[Collected data]

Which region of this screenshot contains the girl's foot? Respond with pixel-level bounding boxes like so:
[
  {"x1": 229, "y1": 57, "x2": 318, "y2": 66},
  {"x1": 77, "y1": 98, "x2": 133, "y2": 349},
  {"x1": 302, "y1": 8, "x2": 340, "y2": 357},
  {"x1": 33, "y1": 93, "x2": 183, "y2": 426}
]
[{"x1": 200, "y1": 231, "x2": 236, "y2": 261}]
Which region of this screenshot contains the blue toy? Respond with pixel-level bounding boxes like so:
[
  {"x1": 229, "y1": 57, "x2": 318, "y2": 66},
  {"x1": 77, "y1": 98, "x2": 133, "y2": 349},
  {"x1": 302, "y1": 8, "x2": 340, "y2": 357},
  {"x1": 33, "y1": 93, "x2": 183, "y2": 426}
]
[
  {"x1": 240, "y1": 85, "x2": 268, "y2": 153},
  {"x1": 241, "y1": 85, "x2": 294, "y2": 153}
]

---

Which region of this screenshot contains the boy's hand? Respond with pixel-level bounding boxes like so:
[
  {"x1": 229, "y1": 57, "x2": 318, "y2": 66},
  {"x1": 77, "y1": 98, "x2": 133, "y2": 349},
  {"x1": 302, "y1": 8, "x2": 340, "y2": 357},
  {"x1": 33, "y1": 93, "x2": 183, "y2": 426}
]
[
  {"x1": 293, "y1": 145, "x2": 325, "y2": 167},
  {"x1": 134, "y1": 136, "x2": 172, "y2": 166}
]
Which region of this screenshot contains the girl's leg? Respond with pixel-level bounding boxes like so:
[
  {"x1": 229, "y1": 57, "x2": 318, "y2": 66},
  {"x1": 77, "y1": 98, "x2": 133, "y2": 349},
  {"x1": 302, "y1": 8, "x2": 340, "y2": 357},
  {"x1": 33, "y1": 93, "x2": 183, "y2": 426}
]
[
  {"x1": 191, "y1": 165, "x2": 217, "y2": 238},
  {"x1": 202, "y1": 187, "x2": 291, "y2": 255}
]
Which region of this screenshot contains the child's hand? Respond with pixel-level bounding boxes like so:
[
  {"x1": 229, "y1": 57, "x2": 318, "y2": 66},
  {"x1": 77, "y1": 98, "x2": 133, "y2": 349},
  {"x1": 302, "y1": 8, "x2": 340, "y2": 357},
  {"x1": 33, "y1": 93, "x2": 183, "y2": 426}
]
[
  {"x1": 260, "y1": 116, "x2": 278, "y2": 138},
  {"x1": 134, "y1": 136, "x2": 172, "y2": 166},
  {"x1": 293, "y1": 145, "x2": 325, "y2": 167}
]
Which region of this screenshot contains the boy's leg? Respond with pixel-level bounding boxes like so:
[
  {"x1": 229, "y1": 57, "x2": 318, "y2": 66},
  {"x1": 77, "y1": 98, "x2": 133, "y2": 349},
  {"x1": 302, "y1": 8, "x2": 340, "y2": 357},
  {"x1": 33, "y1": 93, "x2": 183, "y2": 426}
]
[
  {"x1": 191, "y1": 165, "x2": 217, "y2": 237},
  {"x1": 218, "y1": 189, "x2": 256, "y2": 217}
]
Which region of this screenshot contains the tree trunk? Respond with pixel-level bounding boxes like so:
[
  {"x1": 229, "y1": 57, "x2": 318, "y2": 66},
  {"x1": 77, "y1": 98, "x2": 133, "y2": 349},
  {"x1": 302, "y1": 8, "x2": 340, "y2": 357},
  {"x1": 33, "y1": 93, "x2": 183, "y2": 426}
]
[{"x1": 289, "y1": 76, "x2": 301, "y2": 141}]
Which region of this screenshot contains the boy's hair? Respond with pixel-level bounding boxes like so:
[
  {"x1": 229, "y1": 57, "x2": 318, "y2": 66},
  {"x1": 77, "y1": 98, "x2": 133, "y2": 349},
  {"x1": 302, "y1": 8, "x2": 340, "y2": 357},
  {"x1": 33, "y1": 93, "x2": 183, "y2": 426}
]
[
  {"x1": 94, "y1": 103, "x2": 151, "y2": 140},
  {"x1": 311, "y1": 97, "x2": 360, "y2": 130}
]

TASK TO COMPLETE –
Each line above that holds the string "Respond" should be copied and shown.

ANSWER BOX –
Which region of this screenshot contains the girl's foot? Respond with pixel-level bounding boxes like so:
Which region of this screenshot contains the blue toy? Respond with pixel-level bounding boxes like so:
Which region of this screenshot contains the boy's hand? Respond with pixel-level bounding boxes like so:
Which region of this screenshot contains the girl's leg? Respond with pixel-level bounding boxes like so:
Which region of this screenshot contains the child's hand? Respond with pixel-level bounding boxes like so:
Which region of this screenshot contains the boy's leg? Respond with pixel-level bounding boxes like so:
Which region of this screenshot contains the tree trunk? Respond with pixel-level bounding boxes like so:
Which region of this screenshot contains the boy's hair? Respond with pixel-level bounding boxes like so:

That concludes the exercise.